**Task brief**
Add 89 to every coordinate value in the records, starting at the line that contains "pin: the woman" and continuing through the end of the records. Write out all of those lines again, including the lines that come before the coordinates, and leave out everything else.

Dataset excerpts on object pointing
========
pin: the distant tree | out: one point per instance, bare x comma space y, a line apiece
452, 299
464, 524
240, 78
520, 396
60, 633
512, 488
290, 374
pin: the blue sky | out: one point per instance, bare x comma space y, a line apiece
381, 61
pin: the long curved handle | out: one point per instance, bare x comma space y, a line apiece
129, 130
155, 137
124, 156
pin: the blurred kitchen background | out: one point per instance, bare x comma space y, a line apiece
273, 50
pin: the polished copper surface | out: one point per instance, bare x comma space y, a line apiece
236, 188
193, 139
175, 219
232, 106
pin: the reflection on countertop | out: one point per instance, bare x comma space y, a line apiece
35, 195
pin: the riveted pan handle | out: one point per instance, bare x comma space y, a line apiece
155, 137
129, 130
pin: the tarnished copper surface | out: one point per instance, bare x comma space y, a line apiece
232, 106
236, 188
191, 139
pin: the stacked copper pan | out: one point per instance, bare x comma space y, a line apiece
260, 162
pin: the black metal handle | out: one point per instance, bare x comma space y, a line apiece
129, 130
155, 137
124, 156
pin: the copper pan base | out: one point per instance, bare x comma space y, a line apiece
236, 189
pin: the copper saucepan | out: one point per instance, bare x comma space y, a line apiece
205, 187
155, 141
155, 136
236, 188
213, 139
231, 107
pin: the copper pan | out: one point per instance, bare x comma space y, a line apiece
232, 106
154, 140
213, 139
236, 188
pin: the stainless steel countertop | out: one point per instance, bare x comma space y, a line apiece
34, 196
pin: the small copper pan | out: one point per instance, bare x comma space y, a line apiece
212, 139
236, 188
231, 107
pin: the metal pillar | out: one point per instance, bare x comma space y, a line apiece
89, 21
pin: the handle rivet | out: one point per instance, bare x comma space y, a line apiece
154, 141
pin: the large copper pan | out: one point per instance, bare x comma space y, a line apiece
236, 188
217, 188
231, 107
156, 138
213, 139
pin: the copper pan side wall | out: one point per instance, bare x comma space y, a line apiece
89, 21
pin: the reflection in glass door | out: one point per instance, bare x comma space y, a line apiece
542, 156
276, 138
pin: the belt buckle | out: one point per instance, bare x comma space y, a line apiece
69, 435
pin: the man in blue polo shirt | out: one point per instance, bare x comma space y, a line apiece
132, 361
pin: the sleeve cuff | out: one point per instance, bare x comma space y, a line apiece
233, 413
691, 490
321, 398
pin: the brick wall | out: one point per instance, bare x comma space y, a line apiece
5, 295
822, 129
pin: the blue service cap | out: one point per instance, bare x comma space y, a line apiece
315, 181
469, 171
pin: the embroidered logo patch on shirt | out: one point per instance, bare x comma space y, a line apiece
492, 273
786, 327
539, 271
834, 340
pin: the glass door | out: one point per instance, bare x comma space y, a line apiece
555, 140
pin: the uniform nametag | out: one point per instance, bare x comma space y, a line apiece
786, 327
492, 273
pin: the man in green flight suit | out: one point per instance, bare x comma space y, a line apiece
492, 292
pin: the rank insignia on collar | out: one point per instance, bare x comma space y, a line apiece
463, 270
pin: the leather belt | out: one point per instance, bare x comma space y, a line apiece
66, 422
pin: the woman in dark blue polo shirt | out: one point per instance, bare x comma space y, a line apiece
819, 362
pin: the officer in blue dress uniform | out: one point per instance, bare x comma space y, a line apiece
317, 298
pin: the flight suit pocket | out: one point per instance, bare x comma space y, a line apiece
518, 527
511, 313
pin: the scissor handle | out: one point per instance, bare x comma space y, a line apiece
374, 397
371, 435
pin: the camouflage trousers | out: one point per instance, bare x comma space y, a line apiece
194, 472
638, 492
========
**The response**
pin: the woman in dark blue polo shirt | out: one point per instance, bare x comma space y, a line apiece
908, 451
pin: the officer in blue dress uniform | out: one point per instance, bare x comma space y, a line apiece
406, 387
pin: the flight suit pocket | out: one point per instance, bare x comma space y, a line apiece
607, 616
600, 402
pin: the scissor handle | out: one point per instance, bare x comma space y, a line apiece
463, 486
460, 524
pin: the camouflage trousers | out: one point per instance, bare x comma space y, a line apiece
283, 561
727, 581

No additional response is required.